Aim of the exercise
In the passage below on PIP coverage, what share of emergency accident patients in the Tampa Bay area is expected to have no coverage without PIP? Please answer in a few words.

Extract provided
Setting fraud aside, when a driver has PIP, providers such as hospitals, clinics and doctors charge anywhere from four to 10 times what they would charge a patient with health insurance. I have not seen automobile insurers question (maybe they cannot or because of the 30-day limit within which they have to pay) the unfair practice, as it must be more cost efficient for them just to pay the bills.
I know personally that providers bill the patient for the 20 percent of the cost (PIP pays 80 percent) even though the patient's health insurance serves as secondary insurance. Health insurance companies make you fill out accident-related paperwork several times, have a not--my-problem stance and delay paying their share until the collection agency comes knocking at the consumer's door. This happens even though in many cases the health insurance company determines that it - or the patient - is required to pay nothing beyond the PIP payment because the automobile insurance company already paid more than what the health insurance company would have paid the provider.
With no PIP, it is expected that 40 percent of emergency accident patients in the Tampa Bay area will have no coverage.
Hospital administrators refuse to admit that they are partly responsible for the PIP fiasco by charging exorbitant rates. Try to ask them to answer the question categorically in an interview and they put slick Willy to shame with their evasive answers or they play coy, saying they do not understand the question. It happened last month in an interview with Florida Matters on our local NPR radio station. However, the same hospital administrators are quick to cry that they will have to absorb the cost of serving these patients and are able to spill out statistics like a blended scientist-auctioneer-robot.

Extracted material
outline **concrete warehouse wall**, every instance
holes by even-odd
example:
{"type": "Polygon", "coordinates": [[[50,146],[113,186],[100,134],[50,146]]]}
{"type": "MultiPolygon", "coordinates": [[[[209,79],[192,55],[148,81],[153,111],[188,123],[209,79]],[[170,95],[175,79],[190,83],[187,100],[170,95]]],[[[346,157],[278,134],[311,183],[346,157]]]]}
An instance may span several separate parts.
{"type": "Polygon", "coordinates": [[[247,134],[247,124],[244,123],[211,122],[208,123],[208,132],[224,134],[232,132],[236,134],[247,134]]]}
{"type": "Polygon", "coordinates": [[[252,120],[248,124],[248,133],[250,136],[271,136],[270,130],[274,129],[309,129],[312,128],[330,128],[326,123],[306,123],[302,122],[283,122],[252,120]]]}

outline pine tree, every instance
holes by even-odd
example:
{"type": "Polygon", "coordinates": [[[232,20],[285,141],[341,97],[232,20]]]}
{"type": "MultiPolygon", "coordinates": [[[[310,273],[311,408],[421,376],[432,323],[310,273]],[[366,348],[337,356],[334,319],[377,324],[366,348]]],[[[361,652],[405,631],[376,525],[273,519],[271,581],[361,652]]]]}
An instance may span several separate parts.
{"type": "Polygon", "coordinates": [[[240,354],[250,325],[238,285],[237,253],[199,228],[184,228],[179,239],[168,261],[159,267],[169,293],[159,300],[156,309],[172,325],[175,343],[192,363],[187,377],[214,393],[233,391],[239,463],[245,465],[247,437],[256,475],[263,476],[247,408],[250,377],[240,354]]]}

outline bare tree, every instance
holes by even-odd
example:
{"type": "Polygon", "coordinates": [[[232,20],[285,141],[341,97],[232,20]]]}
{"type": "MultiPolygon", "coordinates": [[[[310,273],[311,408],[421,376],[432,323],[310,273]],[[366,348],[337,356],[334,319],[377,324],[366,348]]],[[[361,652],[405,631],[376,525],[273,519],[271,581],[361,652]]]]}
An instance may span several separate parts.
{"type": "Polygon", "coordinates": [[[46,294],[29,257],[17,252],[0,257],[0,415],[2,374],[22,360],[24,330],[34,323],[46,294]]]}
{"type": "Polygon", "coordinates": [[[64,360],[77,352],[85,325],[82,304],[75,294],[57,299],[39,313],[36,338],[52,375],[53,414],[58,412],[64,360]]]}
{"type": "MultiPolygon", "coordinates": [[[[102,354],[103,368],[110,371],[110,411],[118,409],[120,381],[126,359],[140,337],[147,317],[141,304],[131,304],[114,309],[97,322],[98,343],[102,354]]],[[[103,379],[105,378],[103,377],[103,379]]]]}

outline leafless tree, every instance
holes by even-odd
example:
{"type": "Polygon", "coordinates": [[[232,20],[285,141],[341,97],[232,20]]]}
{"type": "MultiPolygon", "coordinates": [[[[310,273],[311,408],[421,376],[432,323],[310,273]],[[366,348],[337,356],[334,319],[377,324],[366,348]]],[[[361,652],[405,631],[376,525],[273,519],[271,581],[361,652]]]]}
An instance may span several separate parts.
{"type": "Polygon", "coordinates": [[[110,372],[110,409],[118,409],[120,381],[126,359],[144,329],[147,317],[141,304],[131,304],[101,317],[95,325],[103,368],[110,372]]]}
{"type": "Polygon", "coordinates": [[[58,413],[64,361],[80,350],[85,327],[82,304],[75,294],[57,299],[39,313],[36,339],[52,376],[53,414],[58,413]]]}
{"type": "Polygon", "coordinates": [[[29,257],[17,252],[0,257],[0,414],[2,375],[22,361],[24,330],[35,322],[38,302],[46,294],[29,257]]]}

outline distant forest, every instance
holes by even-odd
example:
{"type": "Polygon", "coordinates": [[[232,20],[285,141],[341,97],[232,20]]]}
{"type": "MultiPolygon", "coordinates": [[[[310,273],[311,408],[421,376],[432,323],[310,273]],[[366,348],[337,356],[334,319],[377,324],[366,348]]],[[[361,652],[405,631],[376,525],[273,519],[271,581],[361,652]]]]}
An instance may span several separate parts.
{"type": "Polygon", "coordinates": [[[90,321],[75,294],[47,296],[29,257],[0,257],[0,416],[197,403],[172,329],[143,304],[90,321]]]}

Task result
40 percent.